■ Tarefas do exercício:
1 > No texto sobre as intérpretes femininas do samba, qual subgênero se tornou o preferido dos compositores do teatro de revista?
2 > Prossiga o texto sobre as intérpretes femininas do samba a partir da última frase apresentada.

■ Texto da página:
O papel musical da mulher estava restrito à interpretação
dramática das canções,
tendo como sua representante de grande relevância Araci Cortes.
Neste momento, as
cantoras tinham pouco ou nenhum poder decisão na escolha de seus
repertórios. O samba-
canção figura como subgênero presente no repertório dessas
intérpretes, tornando-se
gênero preferido dos compositores do teatro de revista e do
despontar do rádio comercial,
passou a constituir a forma mais típica da chamada ‘música de
meio de ano’ em
contraponto com a música de carnaval, do início do ano, enquanto
o samba de ritmo mais
vivo e batucado, produzido por compositores das camadas mais
baixas, dirigiam-se quase
sempre ao carnaval.
Após o sucesso de Carmem Miranda, as vozes femininas ganharam
visibilidade
no disco, no rádio e no cinema. Foi Carmen que abriu caminho
para outras intérpretes
como Aracy de Almeida, Aurora Miranda, Marilia Batista, Isaura
Garcia, Linda e
Dircinha Batista, Odete Amaral, Ademilde Fonseca, Violeta
Cavalcanti, Carmem Costa,
Emilinha Borba, e Dalva de Oliveira. Essas cantoras que
imprimiam em suas vozes um
canto dolente, uma voz lamentosa, o uso de anasalados denotando
movimentos lentos,
lânguidos e melancólicos, potencializados pelo glissando e
prolongamento de sílabas e
frases, além do uso enfático do fonema [r] presente na tradição
europeia do canto lírico.

■ Listagem extraída:
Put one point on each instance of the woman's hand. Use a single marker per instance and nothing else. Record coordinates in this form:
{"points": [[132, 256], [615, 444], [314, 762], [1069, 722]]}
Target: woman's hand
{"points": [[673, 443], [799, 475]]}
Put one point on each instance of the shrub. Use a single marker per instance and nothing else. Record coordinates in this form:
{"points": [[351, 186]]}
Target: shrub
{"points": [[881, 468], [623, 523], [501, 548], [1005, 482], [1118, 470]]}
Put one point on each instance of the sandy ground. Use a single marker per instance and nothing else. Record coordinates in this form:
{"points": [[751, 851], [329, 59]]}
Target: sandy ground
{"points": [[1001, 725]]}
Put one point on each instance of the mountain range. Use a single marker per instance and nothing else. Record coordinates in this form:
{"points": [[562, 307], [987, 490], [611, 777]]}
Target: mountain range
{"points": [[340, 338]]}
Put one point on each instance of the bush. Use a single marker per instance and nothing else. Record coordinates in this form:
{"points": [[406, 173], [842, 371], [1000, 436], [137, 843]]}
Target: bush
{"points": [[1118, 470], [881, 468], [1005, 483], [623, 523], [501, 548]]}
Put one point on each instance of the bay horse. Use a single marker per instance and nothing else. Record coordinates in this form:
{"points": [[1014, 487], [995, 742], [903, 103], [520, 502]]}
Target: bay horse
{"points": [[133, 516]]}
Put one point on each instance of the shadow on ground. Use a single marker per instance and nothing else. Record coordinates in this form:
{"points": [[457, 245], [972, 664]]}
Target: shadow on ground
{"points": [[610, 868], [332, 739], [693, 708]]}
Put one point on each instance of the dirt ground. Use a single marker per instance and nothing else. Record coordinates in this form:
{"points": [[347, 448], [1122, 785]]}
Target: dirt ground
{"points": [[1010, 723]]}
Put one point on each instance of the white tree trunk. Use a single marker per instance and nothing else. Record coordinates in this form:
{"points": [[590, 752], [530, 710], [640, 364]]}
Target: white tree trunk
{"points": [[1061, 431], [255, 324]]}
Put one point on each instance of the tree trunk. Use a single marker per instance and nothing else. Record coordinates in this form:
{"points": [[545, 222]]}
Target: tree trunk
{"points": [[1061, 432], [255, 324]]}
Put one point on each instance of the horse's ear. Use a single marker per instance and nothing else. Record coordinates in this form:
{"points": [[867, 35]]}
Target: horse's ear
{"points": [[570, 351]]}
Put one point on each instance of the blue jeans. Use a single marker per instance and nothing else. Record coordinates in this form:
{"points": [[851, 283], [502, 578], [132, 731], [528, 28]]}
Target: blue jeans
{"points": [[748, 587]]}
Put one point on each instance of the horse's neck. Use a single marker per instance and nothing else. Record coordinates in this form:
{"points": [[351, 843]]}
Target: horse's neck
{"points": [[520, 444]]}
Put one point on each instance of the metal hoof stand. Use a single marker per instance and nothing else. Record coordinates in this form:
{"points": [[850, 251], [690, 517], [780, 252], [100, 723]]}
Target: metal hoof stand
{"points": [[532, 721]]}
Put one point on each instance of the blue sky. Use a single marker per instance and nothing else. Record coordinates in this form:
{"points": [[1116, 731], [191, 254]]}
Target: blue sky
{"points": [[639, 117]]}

■ Respostas finais:
1 > O samba-canção.

2 >
Apesar do trabalho ser dedicado à identificação do processo de
construção do
modo de cantar das intérpretes de samba, os exemplos femininos
considerados símbolos
de preservação da nossa identidade cultural mostram com maestria
como essas mulheres
ajudaram a manter a fé, os saberes e os sabores do mundo do
samba por meio de atividades
diversas como cozinheiras, intérpretes, costureiras e tias
baianas; desenhistas, figurinistas
das escolas de samba; dançarinas, costureiras, mães-de-santo,
porta-bandeiras,
domésticas e passistas; todas preservando a memória de muitos
carnavais e servindo
como fontes de inspiração e energia para novas gerações do samba
(MACEDO, 2007).
Nas escolas de formação de sambistas, as recém-criadas escolas
de samba, as cabrochas
puxavam o coro e dançavam em giros.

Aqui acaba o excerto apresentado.